## Do this:
Please render every line of the entries below as a Markdown table with the columns Row and Line, numbering each row and leaving out any blank lines.

## Supplied records:
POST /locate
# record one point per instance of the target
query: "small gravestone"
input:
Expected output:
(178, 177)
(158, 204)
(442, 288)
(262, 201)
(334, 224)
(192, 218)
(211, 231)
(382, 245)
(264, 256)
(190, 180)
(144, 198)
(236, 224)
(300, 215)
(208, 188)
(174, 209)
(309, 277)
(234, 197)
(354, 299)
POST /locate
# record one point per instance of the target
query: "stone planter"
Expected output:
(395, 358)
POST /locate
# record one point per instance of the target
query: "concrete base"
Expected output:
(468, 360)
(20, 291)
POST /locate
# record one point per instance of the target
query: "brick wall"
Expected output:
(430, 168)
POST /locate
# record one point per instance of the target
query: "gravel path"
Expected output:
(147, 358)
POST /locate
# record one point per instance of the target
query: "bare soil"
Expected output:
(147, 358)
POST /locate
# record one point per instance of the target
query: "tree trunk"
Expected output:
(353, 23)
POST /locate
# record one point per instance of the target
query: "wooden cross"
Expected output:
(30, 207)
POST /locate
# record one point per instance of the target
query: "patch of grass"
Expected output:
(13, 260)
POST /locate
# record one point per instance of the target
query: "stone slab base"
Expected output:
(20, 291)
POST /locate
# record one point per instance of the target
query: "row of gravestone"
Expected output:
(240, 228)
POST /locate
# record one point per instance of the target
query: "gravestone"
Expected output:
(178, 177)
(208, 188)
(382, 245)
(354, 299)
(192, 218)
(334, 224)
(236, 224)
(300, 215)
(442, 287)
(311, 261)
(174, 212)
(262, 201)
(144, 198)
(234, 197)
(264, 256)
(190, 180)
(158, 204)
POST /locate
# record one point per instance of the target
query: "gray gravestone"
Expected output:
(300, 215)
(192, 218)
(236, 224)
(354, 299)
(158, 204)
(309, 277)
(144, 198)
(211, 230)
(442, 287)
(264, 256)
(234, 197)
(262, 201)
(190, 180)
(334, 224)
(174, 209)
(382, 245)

## Result:
| Row | Line |
|---|---|
| 1 | POST /locate |
| 2 | # record one point per instance of the target |
| 3 | query: "small gravestone" |
| 4 | input: |
| 5 | Expected output: |
| 6 | (178, 177) |
| 7 | (158, 204) |
| 8 | (442, 288) |
| 9 | (262, 201) |
| 10 | (334, 224) |
| 11 | (192, 218) |
| 12 | (211, 231) |
| 13 | (382, 245) |
| 14 | (264, 256) |
| 15 | (190, 180) |
| 16 | (144, 198) |
| 17 | (236, 224) |
| 18 | (300, 215) |
| 19 | (208, 188) |
| 20 | (174, 209) |
| 21 | (309, 277) |
| 22 | (234, 197) |
| 23 | (354, 299) |
| 24 | POST /locate |
| 25 | # record one point per instance of the target |
| 26 | query: "stone planter" |
| 27 | Expected output: |
| 28 | (395, 358) |
| 29 | POST /locate |
| 30 | # record one point per instance of the target |
| 31 | query: "concrete base" |
| 32 | Expected output: |
| 33 | (468, 360) |
| 34 | (20, 291) |
| 35 | POST /locate |
| 36 | # record one point per instance of the target |
| 37 | query: "brick wall" |
| 38 | Expected output: |
| 39 | (430, 168) |
| 40 | POST /locate |
| 41 | # record one point per instance of the target |
| 42 | query: "gravel path" |
| 43 | Expected output: |
| 44 | (147, 358) |
| 45 | POST /locate |
| 46 | # record one point per instance of the target |
| 47 | query: "bare soil" |
| 48 | Expected output: |
| 49 | (147, 358) |
| 50 | POST /locate |
| 51 | # record one point per instance of the target |
| 52 | query: "tree trunk" |
| 53 | Expected output: |
| 54 | (353, 23) |
| 55 | POST /locate |
| 56 | # record one point per instance of the target |
| 57 | query: "wooden cross" |
| 58 | Expected output: |
| 59 | (30, 207) |
| 60 | POST /locate |
| 61 | # record one point per instance of the target |
| 62 | query: "patch of grass" |
| 63 | Expected output: |
| 64 | (13, 260) |
| 65 | POST /locate |
| 66 | # record one point per instance of the target |
| 67 | query: "stone slab base" |
| 68 | Expected output: |
| 69 | (20, 291) |
| 70 | POST /locate |
| 71 | # record one point per instance of the target |
| 72 | query: "row of gravestone" |
| 73 | Expected output: |
| 74 | (240, 228) |
| 75 | POST /locate |
| 76 | # record one point per instance of the target |
| 77 | query: "gravestone" |
| 78 | Expected output: |
| 79 | (178, 177) |
| 80 | (208, 188) |
| 81 | (382, 245) |
| 82 | (354, 299) |
| 83 | (192, 218) |
| 84 | (334, 224) |
| 85 | (236, 224) |
| 86 | (300, 215) |
| 87 | (442, 287) |
| 88 | (311, 261) |
| 89 | (174, 212) |
| 90 | (262, 201) |
| 91 | (144, 198) |
| 92 | (234, 197) |
| 93 | (264, 256) |
| 94 | (190, 180) |
| 95 | (158, 204) |
| 96 | POST /locate |
| 97 | # record one point per instance of the target |
| 98 | query: "gray gravestone" |
| 99 | Expected output: |
| 100 | (300, 215) |
| 101 | (192, 218) |
| 102 | (236, 224) |
| 103 | (354, 299) |
| 104 | (158, 204) |
| 105 | (309, 277) |
| 106 | (144, 198) |
| 107 | (211, 230) |
| 108 | (442, 287) |
| 109 | (264, 256) |
| 110 | (234, 197) |
| 111 | (262, 201) |
| 112 | (190, 180) |
| 113 | (334, 224) |
| 114 | (174, 209) |
| 115 | (382, 245) |